TASKS =
a) Quote the tournament article from "The 2013 Aberto" to "6 January 2013.".
b) Render this sentence from the tournament article in Spanish: "The 2013 Aberto de São Paulo was a professional tennis tournament played on hard courts."
c) Carry on the tournament article from its final line.

READING TEXT =
--

- Date: 31 December 2012 – 6 January 2013
- Edition: 13th
- Draw: 32S / 16D
- Prize money: $125,000
- Surface: Hard
- Location: São Paulo, Brazil

Champions

Singles
- Horacio Zeballos

Doubles
- James Cerretani / Adil Shamasdin
| Aberto de São Paulo |

= 2013 Aberto de São Paulo =

The 2013 Aberto de São Paulo was a professional tennis tournament played on hard courts. It was the 13th edition of the tournament which was part of the 2013 ATP Challenger Tour. It took place in São Paulo, Brazil between 31 December 2012 and 6 January 2013.

==Singles main-draw entrants==

===Seeds===

| Country | Player | Rank^{1} | Seed |
|---|---|---|---|
| ARG | Horacio Zeballos | 85 | 1 |
| ARG | Martín Alund | 121 | 2 |
| BRA | Rogério Dutra da Silva | 126 | 3 |
| BRA | Thiago Alves | 130 | 4 |
| ARG | Federico Delbonis | 133 | 5 |
| POR | Gastão Elias | 130 | 6 |
| BRA | João Souza | 144 | 7 |
| ARG | Guido Andreozzi | 17§ | 8 |

- ^{1} Rankings are as of December 24, 2012.

--

RECORD EXTRACTS =
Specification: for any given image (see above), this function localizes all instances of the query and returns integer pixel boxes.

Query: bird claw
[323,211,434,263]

--

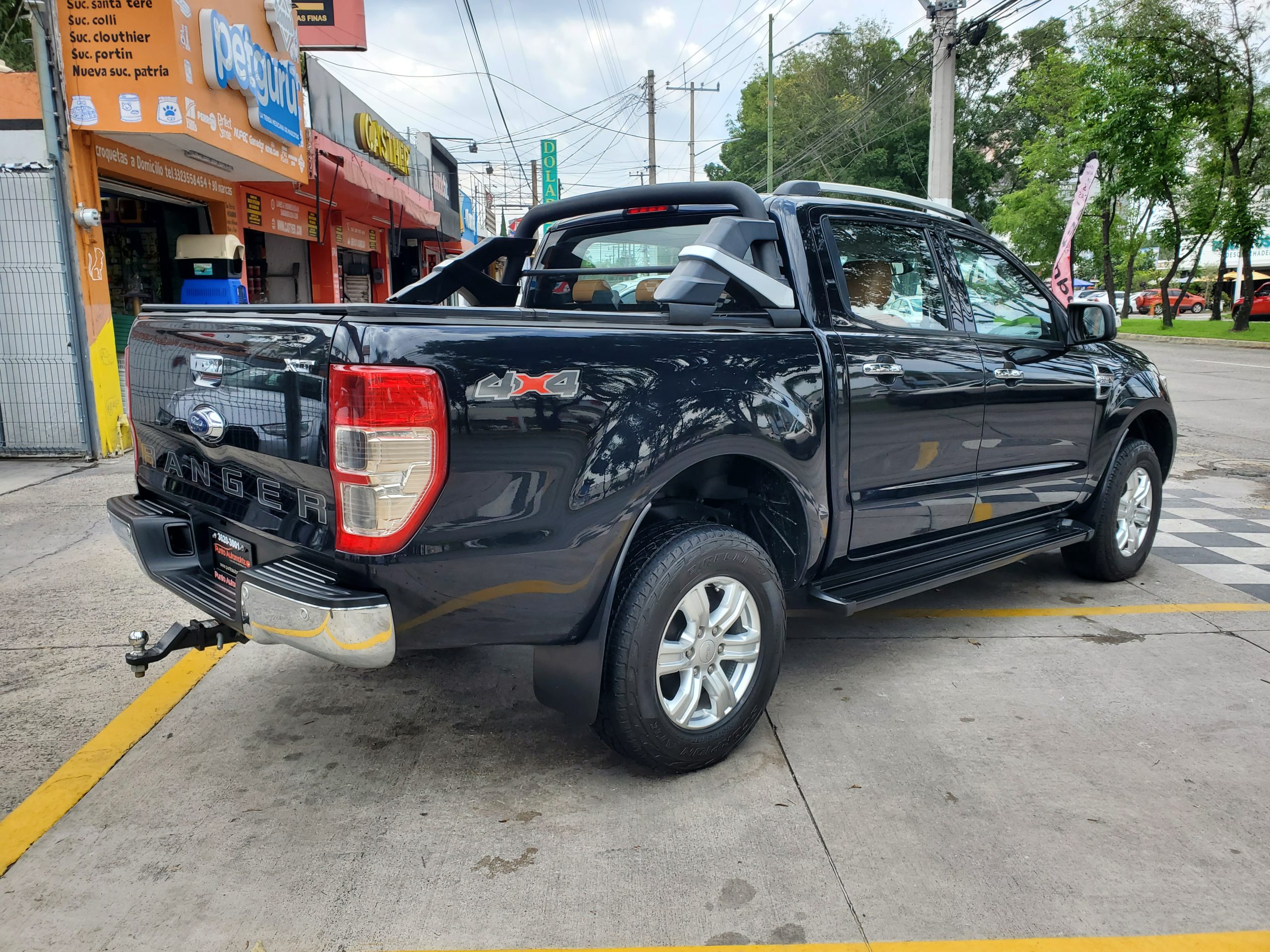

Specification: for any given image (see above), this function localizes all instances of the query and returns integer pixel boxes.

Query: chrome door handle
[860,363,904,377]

--

ANSWERS PROVIDED =
a)
The 2013 Aberto de São Paulo was a professional tennis tournament played on hard courts. It was the 13th edition of the tournament which was part of the 2013 ATP Challenger Tour. It took place in São Paulo, Brazil between 31 December 2012 and 6 January 2013.

b) El Aberto de São Paulo 2013 fue un torneo de tenis profesional disputado en pistas duras.

c)
===Other entrants===
The following players received wildcards into the singles main draw:
- BRA Rafael Camilo
- BRA Daniel Dutra da Silva
- BRA Tiago Lopes
- BRA Thiago Monteiro

The following players received entry from the qualifying draw:
- USA Devin Britton
- BRA André Ghem
- USA Austin Krajicek
- CRO Franko Škugor

==Doubles main-draw entrants==

===Seeds===

| Country | Player | Country | Player | Rank^{1} | Seed |
|---|---|---|---|---|---|
| USA | James Cerretani | CAN | Adil Shamasdin | 175 | 1 |
| AUS | Rameez Junaid | GER | Simon Stadler | 185 | 2 |
| BRA | André Ghem | BRA | João Souza | 241 | 3 |
| RSA | Rik de Voest | BRA | Marcelo Demoliner | 247 | 4 |

- ^{1} Rankings as of December 24, 2012.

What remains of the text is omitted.